Records from a dataset:
########

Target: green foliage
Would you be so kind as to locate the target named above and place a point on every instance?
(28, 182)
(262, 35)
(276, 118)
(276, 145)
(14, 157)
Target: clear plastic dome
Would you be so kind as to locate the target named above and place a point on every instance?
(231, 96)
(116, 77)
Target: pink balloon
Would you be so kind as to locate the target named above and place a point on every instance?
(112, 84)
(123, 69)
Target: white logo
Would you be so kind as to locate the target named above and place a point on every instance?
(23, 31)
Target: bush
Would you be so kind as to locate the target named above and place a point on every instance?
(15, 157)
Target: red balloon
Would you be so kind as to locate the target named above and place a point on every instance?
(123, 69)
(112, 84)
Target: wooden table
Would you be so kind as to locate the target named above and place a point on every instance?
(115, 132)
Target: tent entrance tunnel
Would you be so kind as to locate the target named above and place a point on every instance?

########

◆ **TASK BRIEF**
Write out exactly the lines of the entries above that run from the line containing "Target: bush" through the last line, including both.

◆ **TASK ANSWER**
Target: bush
Would you be so kind as to locate the target named above and place a point on every instance?
(15, 157)
Target: red balloon
Would you be so kind as to locate the target named above and place a point on every instance?
(123, 69)
(112, 84)
Target: wooden table
Would you be so kind as to locate the target named above and place a point on every instance?
(115, 132)
Target: tent entrance tunnel
Would you be so kind as to locate the target named above and place a point on every instance?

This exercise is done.